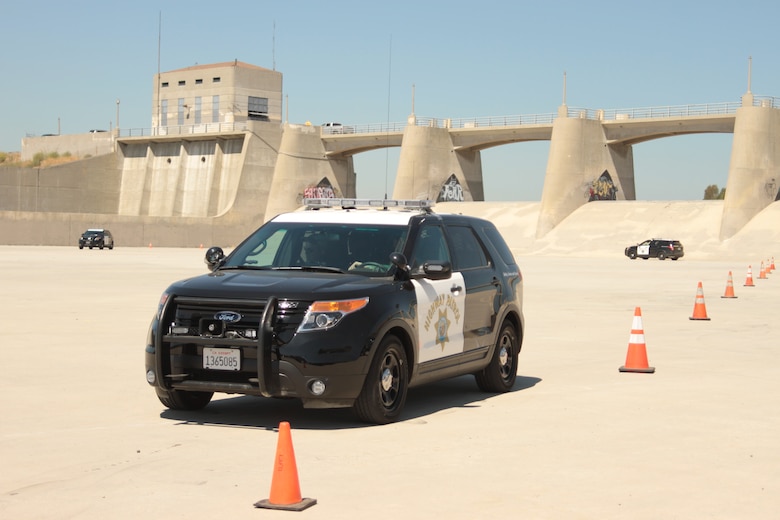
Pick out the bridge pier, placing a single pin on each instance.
(582, 166)
(429, 167)
(303, 169)
(754, 170)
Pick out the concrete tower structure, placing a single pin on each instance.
(754, 170)
(582, 166)
(431, 167)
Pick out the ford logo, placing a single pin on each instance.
(228, 316)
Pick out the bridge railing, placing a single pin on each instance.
(614, 114)
(204, 128)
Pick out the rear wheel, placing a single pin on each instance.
(384, 391)
(500, 375)
(179, 400)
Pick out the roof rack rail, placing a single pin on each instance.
(371, 203)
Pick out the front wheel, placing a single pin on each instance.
(384, 391)
(500, 375)
(180, 400)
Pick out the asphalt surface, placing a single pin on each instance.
(83, 436)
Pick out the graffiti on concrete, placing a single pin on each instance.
(323, 190)
(602, 188)
(451, 191)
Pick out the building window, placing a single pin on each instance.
(258, 108)
(215, 109)
(182, 106)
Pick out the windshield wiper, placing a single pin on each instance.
(309, 268)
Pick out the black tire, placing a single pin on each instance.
..........
WHAT IS EXPECTED → Render all of the items above as a numbered list, leaving out any blank lines. Omit the pictures.

TASK RESULT →
1. Pick out the bridge pier, placing a single pin on each instance.
2. (582, 166)
3. (429, 167)
4. (303, 169)
5. (754, 170)
6. Pick out the concrete tower structure, placing a single pin on each instance.
7. (754, 170)
8. (582, 166)
9. (431, 167)
10. Pick out the ford logo, placing a single pin on each instance.
11. (228, 316)
12. Pick out the bridge railing, placing a single pin on each instance.
13. (614, 114)
14. (204, 128)
15. Pick out the rear wheel, placing a single pin on each instance.
16. (384, 391)
17. (500, 375)
18. (179, 400)
19. Pick out the roof rack rail, placing a single pin on each instance.
20. (371, 203)
21. Pick out the front wheel, placing a single pin on each instance.
22. (384, 391)
23. (500, 375)
24. (180, 400)
25. Pick out the asphalt surface, placing a single pin on each instance.
26. (83, 436)
27. Pick out the graffiti on concrete, placing a single pin on each instance.
28. (323, 190)
29. (602, 188)
30. (451, 191)
31. Pick out the building window, placing a single pin on each instance.
32. (258, 108)
33. (215, 109)
34. (182, 106)
35. Pick out the windshield wiper, placing a single pin on each instance.
36. (309, 268)
37. Pick out the black tire, placing a single pin on each instance.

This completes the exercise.